◆ Aim of the exercise
Pictures stay out, but every line of the data is copied exactly.

Region pointing data:
--------
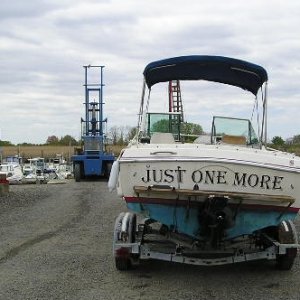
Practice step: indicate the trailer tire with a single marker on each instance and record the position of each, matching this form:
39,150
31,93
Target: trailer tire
287,234
77,172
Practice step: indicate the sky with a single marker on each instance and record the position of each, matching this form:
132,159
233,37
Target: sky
44,45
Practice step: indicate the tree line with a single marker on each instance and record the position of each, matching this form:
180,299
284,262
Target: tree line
121,135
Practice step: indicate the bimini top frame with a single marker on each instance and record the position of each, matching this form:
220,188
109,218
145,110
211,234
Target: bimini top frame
235,72
221,69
--------
◆ Task result
Practice step: indicate the trailer tire with a single marker on each instance and record the position of each, matching this form:
39,150
31,93
Target: trailer tire
287,234
77,172
Practice step: indicate the sky with a single marker on each instance and record the position of each, matching this form:
132,159
233,37
Target: sky
44,45
Practice step: indicate the tree line with a single marker on each instance and record the position of each, matching this form:
180,299
284,262
Target: tree line
121,135
Practice step: indicate the bimini top frame with a single marker on each instance and record the position of each, matching this form:
220,188
109,218
145,110
211,234
Target: bimini top frame
235,72
221,69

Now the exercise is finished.